=== WORK TO COMPLETE ===
In the forum thread about horse wood pellets for guinea pig bedding, which kind of wood does one poster say can be poisonous to guinea pigs, and why?

=== EXCERPT TO READ ===
--------------------------------
# Horse wood pellets for giunea pig bedding?



## Undecided (12 May 2013)

Rio is on Blue Ribbon wood pellets which absolutely love, have been looking to change the pigs bedding from shaving as he kicks them all over my bedroom and was wondering if the wood pellets are safe for him regarding smell/chemicals?


----------



## jrp204 (12 May 2013)

Don't see why not, we use them for the ferrets and chicks, obviously not in the same pen!! Or it would be ferrets and very briefly chicks.


----------



## Paint Me Proud (12 May 2013)

jrp204 said:



			Don't see why not, we use them for the ferrets and chicks, obviously not in the same pen!! Or it would be ferrets and very briefly chicks.
		
Click to expand...

hee hee hee 

I use them for the bottom of my parrot cage, they are made from same thing as shavings, wood, so dont see why they cant be used in any situation you may use shavings.


----------



## Highlands (12 May 2013)

Use it for hamsters!


----------



## threeponies (13 May 2013)

I use them for our guinea pigs, occasionally I mix a few handfuls of shavings through to make it look fluffy but that's for me, not them


----------



## Toffee44 (13 May 2013)

I have used them on guineas


----------



## Undecided (14 May 2013)

So they're not harmful? Thanks guys, I like shavings but he kicks up such a fuss and he pees in the same corner as where his bottle is so that bit is soaked as soon as I put the cage back after cleaning! Love the smell ofy wood pellets!


----------



## Toffee44 (14 May 2013)

I found it helped keep nails short to.


----------



## DreamingIsBelieving (15 May 2013)

What wood is it made out of? Pine can be poisonous to guinea pigs due to the fumes it releases. Kiln-dried pine is okay though.


----------



## Undecided (19 May 2013)

Not sure of the top of my head, will check.


----------



## Alaadin (19 May 2013)

If it's pine then no. But otherwise as long as they're not sharp or rough then yes. I use a layer of easibed as the first layer of my guinea pigs bedding, which is wood pellets


----------
--------------------------------
=== GIVEN ENTRIES ===
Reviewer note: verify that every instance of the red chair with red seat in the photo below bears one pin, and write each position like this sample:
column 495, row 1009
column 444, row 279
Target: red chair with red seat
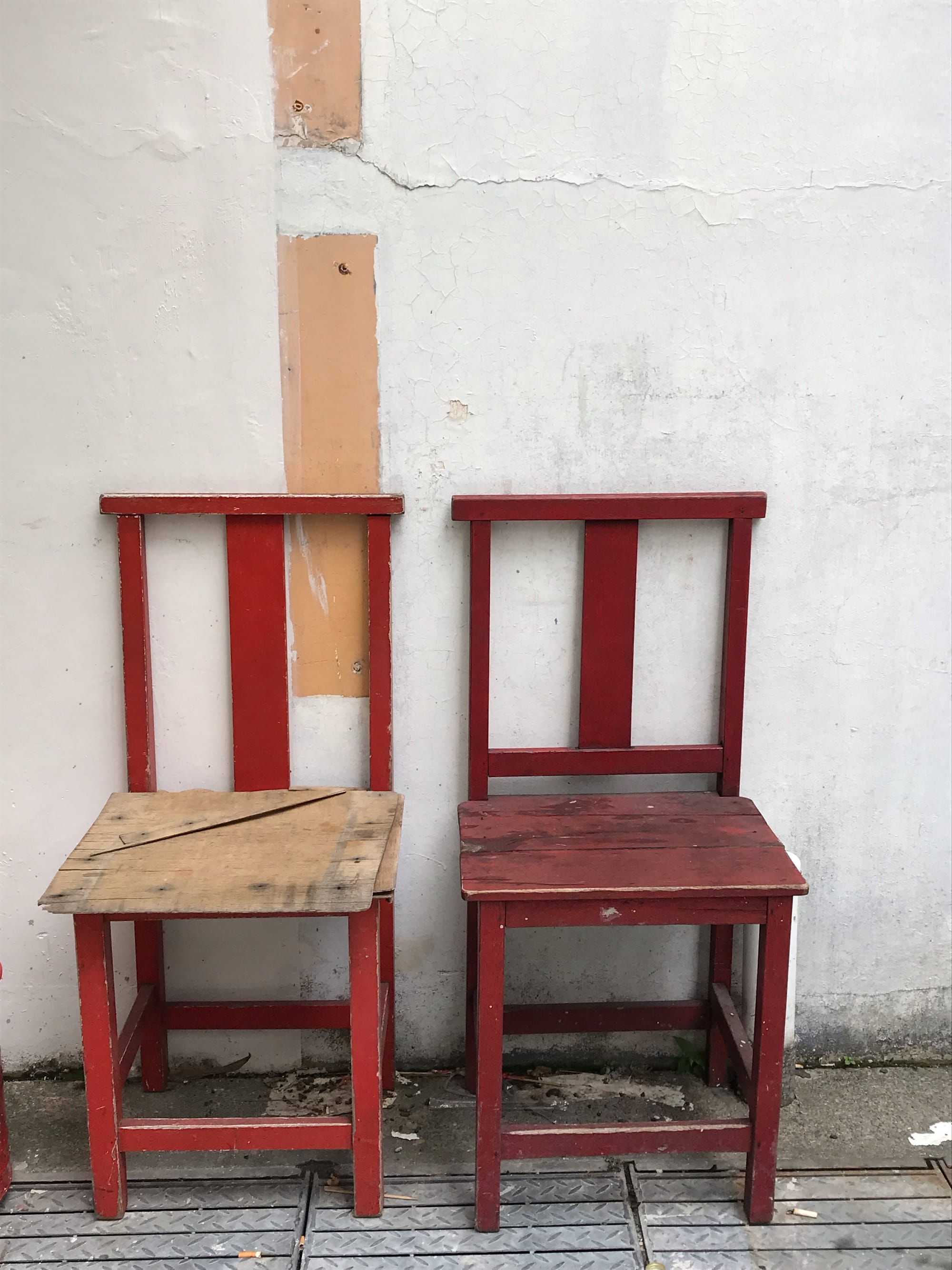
column 623, row 860
column 261, row 851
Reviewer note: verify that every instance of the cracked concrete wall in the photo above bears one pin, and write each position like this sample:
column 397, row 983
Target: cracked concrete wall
column 686, row 246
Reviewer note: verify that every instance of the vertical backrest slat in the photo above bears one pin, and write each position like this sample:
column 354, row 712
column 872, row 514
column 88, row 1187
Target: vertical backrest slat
column 381, row 707
column 136, row 654
column 259, row 652
column 480, row 570
column 734, row 653
column 607, row 633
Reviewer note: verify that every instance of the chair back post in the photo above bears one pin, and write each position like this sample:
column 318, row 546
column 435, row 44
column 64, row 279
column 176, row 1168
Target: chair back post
column 257, row 627
column 136, row 654
column 608, row 635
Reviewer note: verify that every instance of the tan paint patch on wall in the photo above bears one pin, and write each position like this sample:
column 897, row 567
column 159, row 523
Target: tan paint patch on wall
column 332, row 446
column 317, row 56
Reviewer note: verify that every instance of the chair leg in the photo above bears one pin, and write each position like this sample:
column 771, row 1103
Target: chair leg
column 767, row 1081
column 94, row 962
column 489, row 1069
column 6, row 1164
column 389, row 976
column 473, row 926
column 722, row 967
column 366, row 1060
column 150, row 970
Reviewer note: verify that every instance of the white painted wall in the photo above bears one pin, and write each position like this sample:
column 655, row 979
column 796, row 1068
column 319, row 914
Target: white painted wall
column 690, row 247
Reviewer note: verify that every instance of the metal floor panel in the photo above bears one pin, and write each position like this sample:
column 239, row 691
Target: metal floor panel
column 890, row 1220
column 809, row 1260
column 886, row 1220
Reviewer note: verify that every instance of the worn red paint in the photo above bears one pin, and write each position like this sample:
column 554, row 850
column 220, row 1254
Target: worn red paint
column 607, row 507
column 252, row 505
column 381, row 705
column 621, row 860
column 6, row 1162
column 489, row 1063
column 259, row 652
column 257, row 609
column 734, row 654
column 607, row 633
column 366, row 1061
column 220, row 1133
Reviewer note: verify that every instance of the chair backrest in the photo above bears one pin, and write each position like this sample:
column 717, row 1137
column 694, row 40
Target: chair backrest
column 608, row 635
column 257, row 624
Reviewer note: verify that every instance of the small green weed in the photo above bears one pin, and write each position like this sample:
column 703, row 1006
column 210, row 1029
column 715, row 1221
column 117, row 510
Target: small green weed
column 692, row 1060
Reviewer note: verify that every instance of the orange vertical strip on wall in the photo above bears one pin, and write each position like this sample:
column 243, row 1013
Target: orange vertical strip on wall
column 317, row 58
column 332, row 446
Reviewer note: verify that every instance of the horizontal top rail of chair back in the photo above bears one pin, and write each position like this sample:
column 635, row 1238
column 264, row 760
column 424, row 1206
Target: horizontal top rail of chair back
column 257, row 625
column 608, row 634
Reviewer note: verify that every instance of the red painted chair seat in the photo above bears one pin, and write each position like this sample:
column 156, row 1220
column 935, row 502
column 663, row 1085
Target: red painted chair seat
column 611, row 846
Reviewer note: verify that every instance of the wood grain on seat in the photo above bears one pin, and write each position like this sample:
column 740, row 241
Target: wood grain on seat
column 648, row 845
column 265, row 851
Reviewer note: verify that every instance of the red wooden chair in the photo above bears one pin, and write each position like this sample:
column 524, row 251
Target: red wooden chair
column 229, row 855
column 6, row 1165
column 623, row 860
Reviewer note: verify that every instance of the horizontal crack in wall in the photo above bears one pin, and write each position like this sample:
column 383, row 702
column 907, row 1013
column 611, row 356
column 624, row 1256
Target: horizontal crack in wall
column 648, row 187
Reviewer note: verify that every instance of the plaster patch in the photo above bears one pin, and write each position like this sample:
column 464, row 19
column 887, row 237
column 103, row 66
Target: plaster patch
column 332, row 446
column 317, row 56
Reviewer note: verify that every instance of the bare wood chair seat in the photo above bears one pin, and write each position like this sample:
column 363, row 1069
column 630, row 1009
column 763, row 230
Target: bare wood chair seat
column 266, row 851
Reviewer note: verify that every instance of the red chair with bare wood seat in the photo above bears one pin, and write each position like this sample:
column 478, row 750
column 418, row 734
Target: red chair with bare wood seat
column 262, row 851
column 623, row 860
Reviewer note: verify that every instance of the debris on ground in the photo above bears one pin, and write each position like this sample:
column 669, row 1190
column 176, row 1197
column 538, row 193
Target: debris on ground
column 563, row 1088
column 186, row 1072
column 939, row 1133
column 311, row 1092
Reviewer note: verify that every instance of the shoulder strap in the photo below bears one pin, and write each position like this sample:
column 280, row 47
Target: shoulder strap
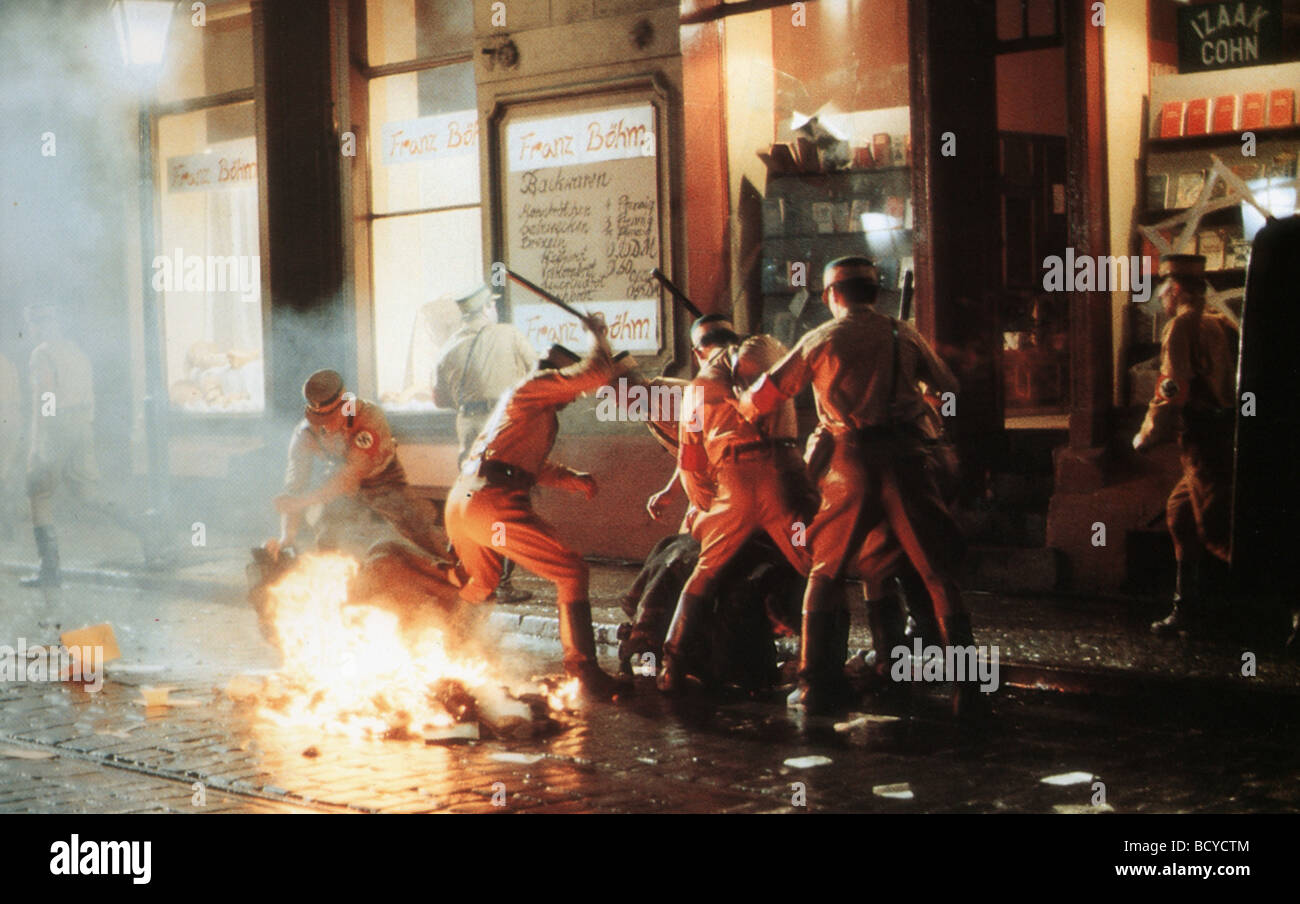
--------------------------------
=== TASK OUTPUT ===
Pine, because of the fumes it releases.